● Extract:
** BEGIN **

[cap-talk] Object-capability vs. monolithic performance

Jed Donnelley capability at webstart.com
Thu Jan 4 17:40:07 CST 2007


At 11:23 AM 1/4/2007, David Hopwood wrote:
>Jonathan S. Shapiro wrote:
> > Yes, we can achieve comparable performance with a comparably monolithic
> > and unprincipled design (as you apparently did), but in doing so we
> > would lose most of the benefit of object-capability systems.
>
>That's a considerable exaggeration. If everything but the GigE driver
>(and presumably some parts of the TCP/IP stack) is modular and isolated,
>how is that "losing most of the benefit of object-capability systems"?
>It just means that you have to review the monolithic code *very* carefully,
>to ensure that it is bug-free and equivalent to a modular and isolated
>design. For a small amount of code, this is feasible.

The above is what I believe as well.  Even for a relatively large amount
of modular code this is feasible.  As I noted in our case we could flip
a "switch" and run the corresponding code either in the modular
isolated architecture or munged together - still with the modular
architecture but with what amount to subroutine calls in the place
of IPC mechanisms - i.e. with internal domain boundaries between
what can otherwise be mutually suspicious "processes" (active
objects) lowered.

** END **

● Your instructions: In the mailing list post on object-capability performance, what takes the place of IPC mechanisms when the code is run munged together?

Some records:
** BEGIN **

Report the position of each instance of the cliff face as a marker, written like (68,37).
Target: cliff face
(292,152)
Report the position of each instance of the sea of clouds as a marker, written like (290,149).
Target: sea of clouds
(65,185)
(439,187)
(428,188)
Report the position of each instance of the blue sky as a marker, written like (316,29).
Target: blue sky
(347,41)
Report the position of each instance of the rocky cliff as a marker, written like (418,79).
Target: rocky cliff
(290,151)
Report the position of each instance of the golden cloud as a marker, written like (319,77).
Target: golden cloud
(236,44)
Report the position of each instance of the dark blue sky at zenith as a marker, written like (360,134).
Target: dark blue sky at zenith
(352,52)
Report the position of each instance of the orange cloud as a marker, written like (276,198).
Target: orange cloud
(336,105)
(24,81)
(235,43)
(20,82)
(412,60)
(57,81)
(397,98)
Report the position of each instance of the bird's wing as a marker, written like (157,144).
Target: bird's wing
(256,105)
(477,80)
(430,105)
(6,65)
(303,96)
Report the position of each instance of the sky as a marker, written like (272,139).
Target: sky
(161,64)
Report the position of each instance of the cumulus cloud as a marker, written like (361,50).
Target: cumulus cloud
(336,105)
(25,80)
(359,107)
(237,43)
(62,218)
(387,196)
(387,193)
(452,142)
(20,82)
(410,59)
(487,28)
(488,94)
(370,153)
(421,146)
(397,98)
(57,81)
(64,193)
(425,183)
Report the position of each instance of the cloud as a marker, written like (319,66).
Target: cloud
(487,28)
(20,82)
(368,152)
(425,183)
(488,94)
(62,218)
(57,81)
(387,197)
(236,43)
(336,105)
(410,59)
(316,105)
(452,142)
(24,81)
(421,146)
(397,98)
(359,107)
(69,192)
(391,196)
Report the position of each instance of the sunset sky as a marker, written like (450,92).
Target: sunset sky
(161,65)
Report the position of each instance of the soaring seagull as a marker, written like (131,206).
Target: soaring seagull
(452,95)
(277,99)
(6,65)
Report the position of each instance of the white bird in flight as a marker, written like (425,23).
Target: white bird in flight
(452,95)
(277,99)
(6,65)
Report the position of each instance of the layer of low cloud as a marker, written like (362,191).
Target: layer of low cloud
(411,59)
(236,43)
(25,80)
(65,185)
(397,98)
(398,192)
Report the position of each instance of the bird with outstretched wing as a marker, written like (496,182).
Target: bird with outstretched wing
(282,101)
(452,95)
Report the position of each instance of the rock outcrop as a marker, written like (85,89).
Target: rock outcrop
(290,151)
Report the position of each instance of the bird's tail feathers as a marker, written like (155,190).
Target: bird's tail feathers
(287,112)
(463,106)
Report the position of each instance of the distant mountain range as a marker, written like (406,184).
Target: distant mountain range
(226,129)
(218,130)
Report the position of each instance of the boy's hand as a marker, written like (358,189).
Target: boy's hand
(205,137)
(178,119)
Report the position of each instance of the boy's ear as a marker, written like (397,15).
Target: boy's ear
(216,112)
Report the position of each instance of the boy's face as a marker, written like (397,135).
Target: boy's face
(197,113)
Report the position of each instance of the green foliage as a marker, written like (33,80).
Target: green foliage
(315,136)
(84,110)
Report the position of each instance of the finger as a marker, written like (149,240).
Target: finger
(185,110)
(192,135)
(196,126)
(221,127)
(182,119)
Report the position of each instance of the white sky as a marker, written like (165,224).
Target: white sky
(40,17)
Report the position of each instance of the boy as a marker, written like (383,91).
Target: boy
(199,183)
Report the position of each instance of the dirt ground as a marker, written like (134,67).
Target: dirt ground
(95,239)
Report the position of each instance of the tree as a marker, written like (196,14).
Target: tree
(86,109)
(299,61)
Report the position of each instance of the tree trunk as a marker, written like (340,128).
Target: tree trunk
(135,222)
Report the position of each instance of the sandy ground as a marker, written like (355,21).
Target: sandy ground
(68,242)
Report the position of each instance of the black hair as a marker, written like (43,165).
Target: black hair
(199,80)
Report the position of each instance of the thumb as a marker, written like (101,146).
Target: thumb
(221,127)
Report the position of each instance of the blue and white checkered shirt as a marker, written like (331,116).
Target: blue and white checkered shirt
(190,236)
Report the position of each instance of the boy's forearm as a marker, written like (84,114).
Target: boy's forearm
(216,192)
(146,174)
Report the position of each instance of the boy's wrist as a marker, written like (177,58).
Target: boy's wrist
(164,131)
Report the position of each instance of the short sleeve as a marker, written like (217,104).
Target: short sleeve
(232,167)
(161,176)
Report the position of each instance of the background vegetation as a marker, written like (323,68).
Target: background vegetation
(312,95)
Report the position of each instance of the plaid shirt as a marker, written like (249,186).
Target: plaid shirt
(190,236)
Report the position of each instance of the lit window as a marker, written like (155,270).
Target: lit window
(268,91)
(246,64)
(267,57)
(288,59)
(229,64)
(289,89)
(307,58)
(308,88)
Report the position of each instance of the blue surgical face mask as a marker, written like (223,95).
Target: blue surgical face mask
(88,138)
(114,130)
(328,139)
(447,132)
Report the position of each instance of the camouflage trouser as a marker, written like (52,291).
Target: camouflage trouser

** END **

● Written solution: What amount to subroutine calls take the place of IPC mechanisms.